▶ **The data**:
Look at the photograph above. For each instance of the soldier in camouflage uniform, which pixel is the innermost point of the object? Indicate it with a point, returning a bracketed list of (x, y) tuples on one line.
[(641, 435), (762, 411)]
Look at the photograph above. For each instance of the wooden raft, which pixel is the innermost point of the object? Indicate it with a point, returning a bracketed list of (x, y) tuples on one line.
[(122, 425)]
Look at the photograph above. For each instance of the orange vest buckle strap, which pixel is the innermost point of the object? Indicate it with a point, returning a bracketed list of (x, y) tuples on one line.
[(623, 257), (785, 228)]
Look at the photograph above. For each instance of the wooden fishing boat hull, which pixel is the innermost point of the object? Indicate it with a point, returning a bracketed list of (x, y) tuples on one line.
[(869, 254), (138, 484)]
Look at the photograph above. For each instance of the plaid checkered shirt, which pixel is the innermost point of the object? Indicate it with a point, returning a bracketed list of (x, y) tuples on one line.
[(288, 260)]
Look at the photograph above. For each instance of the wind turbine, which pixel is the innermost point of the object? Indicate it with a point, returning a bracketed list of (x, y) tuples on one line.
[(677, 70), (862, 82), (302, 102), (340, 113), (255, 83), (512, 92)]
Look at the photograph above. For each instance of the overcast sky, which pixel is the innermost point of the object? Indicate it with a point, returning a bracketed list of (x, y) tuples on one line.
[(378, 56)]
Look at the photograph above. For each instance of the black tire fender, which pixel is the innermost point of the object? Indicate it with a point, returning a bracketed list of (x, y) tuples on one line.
==
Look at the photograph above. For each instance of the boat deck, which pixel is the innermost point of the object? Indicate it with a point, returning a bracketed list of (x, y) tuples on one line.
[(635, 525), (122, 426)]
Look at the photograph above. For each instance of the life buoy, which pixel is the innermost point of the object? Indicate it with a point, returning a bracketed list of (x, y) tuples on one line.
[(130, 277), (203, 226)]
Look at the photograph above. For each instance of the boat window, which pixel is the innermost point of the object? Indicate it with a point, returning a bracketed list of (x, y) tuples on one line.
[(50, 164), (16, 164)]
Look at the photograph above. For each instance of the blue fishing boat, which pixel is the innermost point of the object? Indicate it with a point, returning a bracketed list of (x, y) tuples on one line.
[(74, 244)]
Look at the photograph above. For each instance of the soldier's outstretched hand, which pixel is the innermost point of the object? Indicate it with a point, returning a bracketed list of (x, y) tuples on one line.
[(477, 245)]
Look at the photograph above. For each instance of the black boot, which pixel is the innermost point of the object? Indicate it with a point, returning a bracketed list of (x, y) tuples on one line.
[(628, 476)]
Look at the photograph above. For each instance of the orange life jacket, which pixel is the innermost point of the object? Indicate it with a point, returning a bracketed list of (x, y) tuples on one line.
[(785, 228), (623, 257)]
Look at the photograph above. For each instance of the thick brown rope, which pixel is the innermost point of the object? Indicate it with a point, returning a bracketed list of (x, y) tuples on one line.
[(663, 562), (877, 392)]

▶ **Exercise**:
Using the data above, extract exactly the lines from the one that holds "Look at the photograph above. For each instance of the wind" to the one that holds "the black tire", both ends included, and no others.

▶ **Task output**:
Look at the photograph above. For each instance of the wind turbine, which pixel is the innermost point of the object? Indicate it with a point, returning a bracketed list of (x, y) tuples on one line.
[(677, 70), (862, 82), (302, 102), (340, 113), (255, 83), (512, 92)]
Look at the photograph above. For each instance of the overcast sky, which pixel is the innermost point of the object? Indicate it with a point, returning a bracketed list of (x, y) tuples on one line.
[(378, 56)]
Look at the photograph above. For each instance of the black tire fender, which pixel is the innermost point of the object? Indicate it with a point, returning a bracketed list of (x, y) tuples on one line.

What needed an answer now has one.